Print all of the material below line for line, with no changes.

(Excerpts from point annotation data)
****************************************
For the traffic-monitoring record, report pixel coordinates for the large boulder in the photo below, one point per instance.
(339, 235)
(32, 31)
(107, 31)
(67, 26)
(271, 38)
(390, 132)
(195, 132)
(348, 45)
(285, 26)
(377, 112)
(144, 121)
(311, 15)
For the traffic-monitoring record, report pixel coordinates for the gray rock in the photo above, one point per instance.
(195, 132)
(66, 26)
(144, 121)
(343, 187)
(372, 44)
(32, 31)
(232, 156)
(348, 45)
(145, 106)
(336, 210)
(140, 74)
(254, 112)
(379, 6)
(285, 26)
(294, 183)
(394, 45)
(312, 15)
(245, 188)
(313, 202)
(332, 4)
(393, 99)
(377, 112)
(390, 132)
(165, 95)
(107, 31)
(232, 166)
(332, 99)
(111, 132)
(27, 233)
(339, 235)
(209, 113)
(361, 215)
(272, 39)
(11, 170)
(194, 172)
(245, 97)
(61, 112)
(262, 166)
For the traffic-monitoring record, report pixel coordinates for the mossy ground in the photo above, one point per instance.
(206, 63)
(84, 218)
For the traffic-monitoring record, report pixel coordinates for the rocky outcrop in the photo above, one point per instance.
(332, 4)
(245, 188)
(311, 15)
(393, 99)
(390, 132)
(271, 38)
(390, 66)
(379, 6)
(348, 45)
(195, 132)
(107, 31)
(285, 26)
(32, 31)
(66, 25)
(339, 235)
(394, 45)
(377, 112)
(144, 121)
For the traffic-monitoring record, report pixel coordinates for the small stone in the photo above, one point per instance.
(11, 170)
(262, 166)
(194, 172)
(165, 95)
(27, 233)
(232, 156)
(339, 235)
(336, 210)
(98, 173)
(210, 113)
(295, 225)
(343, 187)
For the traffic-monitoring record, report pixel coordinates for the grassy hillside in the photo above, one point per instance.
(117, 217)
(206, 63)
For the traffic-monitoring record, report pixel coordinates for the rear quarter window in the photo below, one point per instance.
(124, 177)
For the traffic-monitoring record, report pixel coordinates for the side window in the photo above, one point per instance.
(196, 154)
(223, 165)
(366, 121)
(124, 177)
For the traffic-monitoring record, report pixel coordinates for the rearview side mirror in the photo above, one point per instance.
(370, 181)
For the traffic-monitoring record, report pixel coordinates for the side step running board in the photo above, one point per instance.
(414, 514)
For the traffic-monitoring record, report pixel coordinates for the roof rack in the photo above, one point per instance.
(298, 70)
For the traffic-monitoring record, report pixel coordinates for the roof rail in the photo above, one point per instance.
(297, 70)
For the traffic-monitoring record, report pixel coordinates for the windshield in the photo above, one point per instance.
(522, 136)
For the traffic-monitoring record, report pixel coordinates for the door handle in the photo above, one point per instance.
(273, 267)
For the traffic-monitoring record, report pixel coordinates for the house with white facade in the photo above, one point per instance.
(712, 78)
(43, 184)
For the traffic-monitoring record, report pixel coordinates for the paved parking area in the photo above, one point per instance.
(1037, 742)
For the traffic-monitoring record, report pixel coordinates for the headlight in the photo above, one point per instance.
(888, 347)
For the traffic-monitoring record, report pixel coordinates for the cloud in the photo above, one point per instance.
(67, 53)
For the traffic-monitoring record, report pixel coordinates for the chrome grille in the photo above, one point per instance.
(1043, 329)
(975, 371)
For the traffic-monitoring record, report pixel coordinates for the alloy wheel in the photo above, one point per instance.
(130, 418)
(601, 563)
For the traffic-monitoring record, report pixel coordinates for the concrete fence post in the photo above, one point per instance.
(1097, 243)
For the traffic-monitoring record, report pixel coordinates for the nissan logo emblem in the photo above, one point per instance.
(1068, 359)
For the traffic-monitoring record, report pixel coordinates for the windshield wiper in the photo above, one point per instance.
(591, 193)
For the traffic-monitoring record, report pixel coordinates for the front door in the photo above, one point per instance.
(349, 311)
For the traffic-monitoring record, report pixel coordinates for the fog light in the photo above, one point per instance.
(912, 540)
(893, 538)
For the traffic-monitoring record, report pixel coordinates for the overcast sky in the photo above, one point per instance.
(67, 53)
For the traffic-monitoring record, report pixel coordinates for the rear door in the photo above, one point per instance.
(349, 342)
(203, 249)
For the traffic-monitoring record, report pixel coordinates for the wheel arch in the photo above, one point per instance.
****************************************
Response to this exercise:
For the traffic-monitoring record, report pixel coordinates for the large boulder in the photo below, one point per instance.
(339, 235)
(32, 31)
(107, 31)
(67, 26)
(271, 38)
(390, 132)
(195, 132)
(348, 45)
(285, 26)
(377, 112)
(144, 121)
(311, 15)
For the traffic-monitoring record, report pixel coordinates for the gray rock in the photo above, one point per instance.
(195, 132)
(66, 26)
(144, 121)
(343, 187)
(372, 44)
(32, 31)
(232, 156)
(348, 45)
(145, 106)
(336, 210)
(140, 74)
(254, 112)
(379, 6)
(285, 26)
(294, 183)
(394, 45)
(312, 15)
(245, 188)
(313, 202)
(332, 4)
(393, 99)
(377, 112)
(390, 132)
(165, 95)
(107, 31)
(232, 166)
(332, 99)
(111, 132)
(27, 233)
(339, 235)
(209, 113)
(361, 215)
(272, 39)
(11, 170)
(194, 172)
(245, 97)
(61, 112)
(262, 166)
For the traffic-monitoring record, report pixel coordinates for the mossy ground in the photo above, one point per instance.
(206, 63)
(84, 218)
For the traffic-monitoring record, report pixel coordinates for the rocky outcrop in the photo above, one point per instance.
(332, 4)
(245, 188)
(311, 15)
(393, 99)
(390, 132)
(271, 38)
(390, 66)
(379, 6)
(348, 45)
(195, 132)
(107, 31)
(285, 26)
(32, 31)
(66, 25)
(339, 235)
(394, 45)
(377, 112)
(144, 121)
For the traffic-monitoring record, report pixel coordinates for the small stone in the photo above, one point per instance.
(11, 170)
(262, 166)
(194, 172)
(165, 95)
(27, 233)
(232, 156)
(339, 235)
(336, 210)
(98, 173)
(210, 113)
(295, 225)
(343, 187)
For the traffic-monitoring record, report pixel coordinates for the grassy hillside in the photo above, one point per instance.
(117, 217)
(206, 63)
For the traffic-monitoring record, report pixel coordinates for the rear quarter window in the photo below, one point per instance.
(124, 177)
For the traffic-monitoring record, report pixel coordinates for the side window in the photo above, one point per instance.
(196, 154)
(223, 165)
(366, 121)
(124, 177)
For the traffic-monitoring record, report pixel coordinates for the rearview side mirror in the photo above, one point per instance.
(370, 181)
For the traffic-monitoring record, report pixel coordinates for the side step running board in the photo above, one point per instance.
(414, 514)
For the traffic-monitoring record, report pixel coordinates for the roof rack in the photo above, one point per instance.
(298, 70)
For the traffic-monitoring record, report pixel coordinates for the roof rail in the photo above, one point per instance.
(297, 70)
For the traffic-monitoring record, report pixel coordinates for the windshield in the photo above, one point per instance.
(522, 136)
For the traffic-monitoring record, report pixel coordinates for the door handle in the photo above, one point per instance.
(273, 267)
For the traffic-monitoring record, report pixel coordinates for the house with white facade in the photo above, one point per instance.
(712, 78)
(43, 184)
For the traffic-monitoring record, report pixel coordinates for the paved parking area in the photo above, one point per instance.
(1037, 742)
For the traffic-monitoring record, report pixel coordinates for the headlight in the photo above, one point per instance.
(888, 347)
For the traffic-monitoring record, report pixel coordinates for the cloud in the photo above, one point per instance.
(67, 53)
For the traffic-monitoring record, report pixel coordinates for the chrome grille in the photo above, one point per instance.
(1043, 329)
(975, 371)
For the traffic-monitoring record, report pixel coordinates for the alloy wheel in the photo above, one point per instance.
(130, 418)
(601, 563)
For the traffic-monitoring record, report pixel coordinates for the concrete fence post in the photo above, one point per instance.
(1097, 243)
For the traffic-monitoring record, report pixel coordinates for the nissan logo emblem in the photo above, one point per instance.
(1068, 359)
For the traffic-monitoring record, report pixel coordinates for the windshield wiper in the photo above, one point per instance.
(591, 193)
For the traffic-monitoring record, report pixel coordinates for the front door in the photo above, one point per instance.
(349, 311)
For the traffic-monitoring record, report pixel coordinates for the fog light in the photo above, one point per instance.
(912, 540)
(893, 538)
For the traffic-monitoring record, report pixel coordinates for the overcast sky in the photo above, one point per instance.
(67, 53)
For the traffic-monitoring record, report pixel coordinates for the rear door in the photo above, one point per instance.
(349, 342)
(203, 249)
For the traffic-monitoring record, report pixel coordinates for the wheel arch in the photo above, one point per instance.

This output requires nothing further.